Texto:

* * * *

Resenhas, artigos e contos

Resenhas, artigos e contos

[Resenha] Admirável Mundo Novo, de Aldous Huxley

Resenha publicada originalmente no blog Luizdreamhope em 23/08/2011

Editora: Globo
Ano: 2009 (primeira publicação em 1932)
Páginas: 398
Skoob
Onde comprar?
Saraiva

Sinopse: Ano 634 d.F. (depois de Ford). O Estado científico totalitário zela por todos. Nascidos de proveta, os seres humanos (pré-condicionados) têm comportamentos (pré-estabelecidos) e ocupam lugares (pré-determinados) na sociedade: os alfa no topo da pirâmide, os ípsilons na base. A droga soma é universalmente distribuída em doses convenientes para os usuários. Família, monogamia, privacidade e pensamento criativo constituem crime. Os conceitos de "pai" e "mãe" são meramente históricos. Relacionamentos emocionais intensos ou prolongados são proibidos e considerados anormais. A promiscuidade é moralmente obrigatória e a higiene, um valor supremo. Não existe paixão nem religião. Mas Bernard Marx tem uma infelicidade doentia: acalentando um desejo não natural por solidão, não vendo mais graça nos prazeres infinitos da promiscuidade compulsória, Bernard quer se libertar. Uma visita a um dos poucos remanescentes da Reserva Selvagem, onde a vida antiga, imperfeita, subsiste, pode ser um caminho para curá-lo. Extraordinariamente profético, "Admirável mundo novo" é um dos livros mais influentes do século 20.

* * * *

Extrato dos dados:
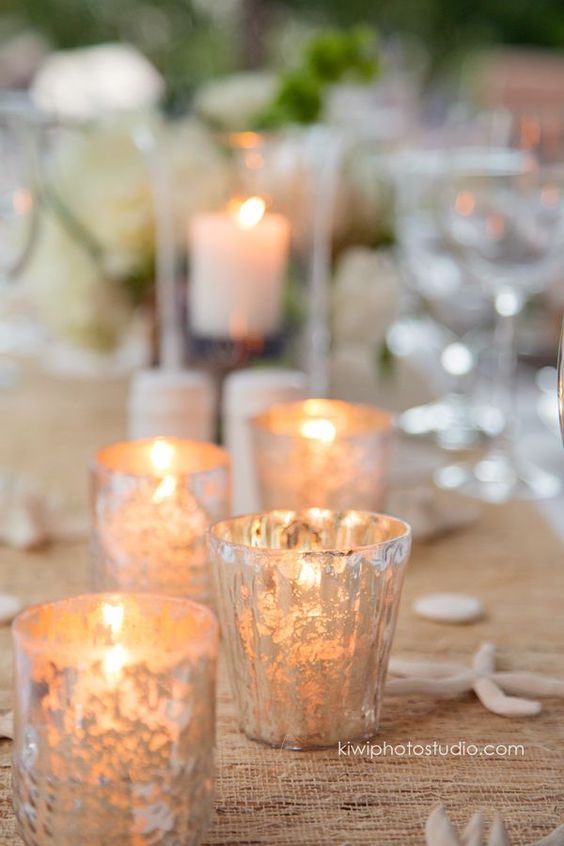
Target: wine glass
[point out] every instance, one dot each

* * * *

Atividades:
(1) Indique se cada afirmação concorda com o texto, respondendo sim ou não e citando as palavras do texto que decidem a resposta. (a) A droga soma é distribuída a todos. (b) Nessa sociedade, a monogamia é permitida. (c) O livro foi publicado pela primeira vez em 2009.
(2) Transcreva o trecho do texto que começa em "[Resenha] Admirável Mundo" e termina em "Onde comprar?".

Respostas em ordem:
(1)
(a) Sim: "A droga soma é universalmente distribuída em doses convenientes para os usuários."
(b) Não: "Família, monogamia, privacidade e pensamento criativo constituem crime."
(c) Não: "primeira publicação em 1932"

(2)
[Resenha] Admirável Mundo Novo, de Aldous Huxley

Resenha publicada originalmente no blog Luizdreamhope em 23/08/2011

Editora: Globo
Ano: 2009 (primeira publicação em 1932)
Páginas: 398
Skoob
Onde comprar?